# Task instructions
Return every line of the data below that contains the string "grass". Case counts.

▬▬▬▬▬▬▬▬▬▬

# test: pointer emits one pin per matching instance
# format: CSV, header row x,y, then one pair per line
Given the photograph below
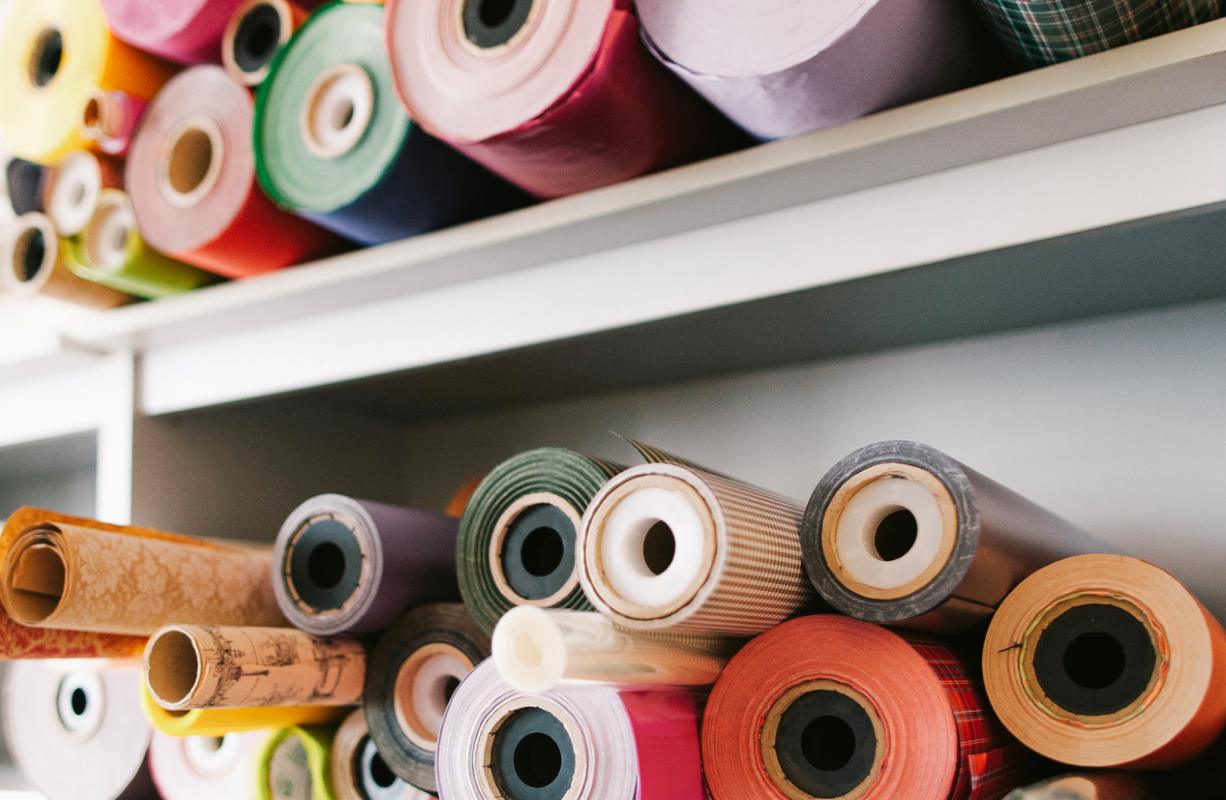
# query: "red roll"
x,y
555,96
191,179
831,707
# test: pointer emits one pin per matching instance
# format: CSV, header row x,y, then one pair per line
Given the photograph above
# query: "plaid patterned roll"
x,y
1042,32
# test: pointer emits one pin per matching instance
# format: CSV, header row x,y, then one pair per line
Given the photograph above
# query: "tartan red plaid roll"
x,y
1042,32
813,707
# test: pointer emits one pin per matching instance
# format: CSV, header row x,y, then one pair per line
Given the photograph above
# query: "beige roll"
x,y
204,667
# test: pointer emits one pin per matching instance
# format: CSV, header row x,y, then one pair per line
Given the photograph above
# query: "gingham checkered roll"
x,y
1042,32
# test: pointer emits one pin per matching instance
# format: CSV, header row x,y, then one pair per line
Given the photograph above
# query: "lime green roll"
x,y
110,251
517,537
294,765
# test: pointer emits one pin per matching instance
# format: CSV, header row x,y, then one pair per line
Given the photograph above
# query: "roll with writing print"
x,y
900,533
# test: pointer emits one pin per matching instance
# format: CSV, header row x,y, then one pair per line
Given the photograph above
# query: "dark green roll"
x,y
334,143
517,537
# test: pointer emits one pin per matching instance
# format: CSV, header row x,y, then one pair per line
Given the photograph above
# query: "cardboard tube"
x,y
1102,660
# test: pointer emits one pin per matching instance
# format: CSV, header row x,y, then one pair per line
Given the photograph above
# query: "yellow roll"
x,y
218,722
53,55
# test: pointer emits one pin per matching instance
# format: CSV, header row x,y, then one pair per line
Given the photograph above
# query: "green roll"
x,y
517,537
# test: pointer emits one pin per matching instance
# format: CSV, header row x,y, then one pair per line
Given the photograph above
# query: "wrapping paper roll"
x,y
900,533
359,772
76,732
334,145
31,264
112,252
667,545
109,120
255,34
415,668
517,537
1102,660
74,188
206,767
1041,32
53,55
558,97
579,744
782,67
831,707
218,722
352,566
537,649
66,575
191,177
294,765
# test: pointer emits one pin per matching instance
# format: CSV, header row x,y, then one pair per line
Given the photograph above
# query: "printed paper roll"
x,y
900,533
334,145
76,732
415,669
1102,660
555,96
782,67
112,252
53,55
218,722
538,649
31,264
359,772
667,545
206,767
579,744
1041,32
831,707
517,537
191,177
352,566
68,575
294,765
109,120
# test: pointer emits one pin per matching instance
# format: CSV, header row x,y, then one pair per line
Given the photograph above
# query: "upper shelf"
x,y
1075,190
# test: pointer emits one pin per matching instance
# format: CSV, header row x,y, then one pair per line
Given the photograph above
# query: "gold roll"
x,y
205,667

▬▬▬▬▬▬▬▬▬▬

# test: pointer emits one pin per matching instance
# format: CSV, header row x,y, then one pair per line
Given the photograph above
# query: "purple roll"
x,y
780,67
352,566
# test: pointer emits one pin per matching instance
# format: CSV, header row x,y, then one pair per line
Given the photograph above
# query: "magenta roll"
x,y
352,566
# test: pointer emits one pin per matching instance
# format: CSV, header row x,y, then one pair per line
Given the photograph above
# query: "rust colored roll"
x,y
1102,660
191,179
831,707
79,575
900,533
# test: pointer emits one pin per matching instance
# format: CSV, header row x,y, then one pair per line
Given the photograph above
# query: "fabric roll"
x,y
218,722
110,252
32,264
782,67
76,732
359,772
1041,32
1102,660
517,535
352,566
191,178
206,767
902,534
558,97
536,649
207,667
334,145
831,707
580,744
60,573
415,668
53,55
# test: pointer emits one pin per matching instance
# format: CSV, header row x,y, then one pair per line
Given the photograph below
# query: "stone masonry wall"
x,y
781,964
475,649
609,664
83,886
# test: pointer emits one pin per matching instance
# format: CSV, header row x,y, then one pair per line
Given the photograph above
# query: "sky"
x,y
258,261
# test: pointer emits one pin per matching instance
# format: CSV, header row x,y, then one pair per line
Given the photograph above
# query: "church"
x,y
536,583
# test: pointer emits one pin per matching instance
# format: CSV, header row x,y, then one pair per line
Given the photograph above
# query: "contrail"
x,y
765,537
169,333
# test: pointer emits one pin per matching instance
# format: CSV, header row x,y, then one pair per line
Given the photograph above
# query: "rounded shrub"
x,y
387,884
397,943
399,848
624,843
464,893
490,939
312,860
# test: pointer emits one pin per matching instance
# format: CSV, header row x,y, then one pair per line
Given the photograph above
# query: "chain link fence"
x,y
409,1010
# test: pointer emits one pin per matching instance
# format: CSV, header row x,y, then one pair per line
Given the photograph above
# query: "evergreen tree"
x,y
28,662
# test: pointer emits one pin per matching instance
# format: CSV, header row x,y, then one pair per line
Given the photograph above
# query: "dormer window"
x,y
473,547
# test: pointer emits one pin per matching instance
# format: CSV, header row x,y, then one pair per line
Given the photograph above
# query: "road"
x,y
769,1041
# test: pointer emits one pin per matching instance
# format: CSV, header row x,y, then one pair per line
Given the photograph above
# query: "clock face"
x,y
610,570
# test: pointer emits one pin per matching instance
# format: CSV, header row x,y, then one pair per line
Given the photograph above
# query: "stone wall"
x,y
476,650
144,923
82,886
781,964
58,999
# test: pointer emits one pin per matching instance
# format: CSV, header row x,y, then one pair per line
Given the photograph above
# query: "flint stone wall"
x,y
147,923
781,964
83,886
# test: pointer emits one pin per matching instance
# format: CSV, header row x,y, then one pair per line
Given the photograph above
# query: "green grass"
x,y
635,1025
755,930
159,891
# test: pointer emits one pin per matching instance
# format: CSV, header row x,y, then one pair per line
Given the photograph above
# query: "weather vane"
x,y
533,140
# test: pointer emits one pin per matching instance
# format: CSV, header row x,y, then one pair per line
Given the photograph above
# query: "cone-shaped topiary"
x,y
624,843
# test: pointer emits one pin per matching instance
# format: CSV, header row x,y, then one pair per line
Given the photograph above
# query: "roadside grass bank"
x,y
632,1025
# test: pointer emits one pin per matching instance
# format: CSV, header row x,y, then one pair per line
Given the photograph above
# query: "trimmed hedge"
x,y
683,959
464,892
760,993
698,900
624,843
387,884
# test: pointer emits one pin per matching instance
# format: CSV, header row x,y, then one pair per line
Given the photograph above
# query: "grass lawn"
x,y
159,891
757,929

▬▬▬▬▬▬▬▬▬▬

# Output below
# query: "green grass"
# query: "roadside grass bank"
# query: "grass lawn"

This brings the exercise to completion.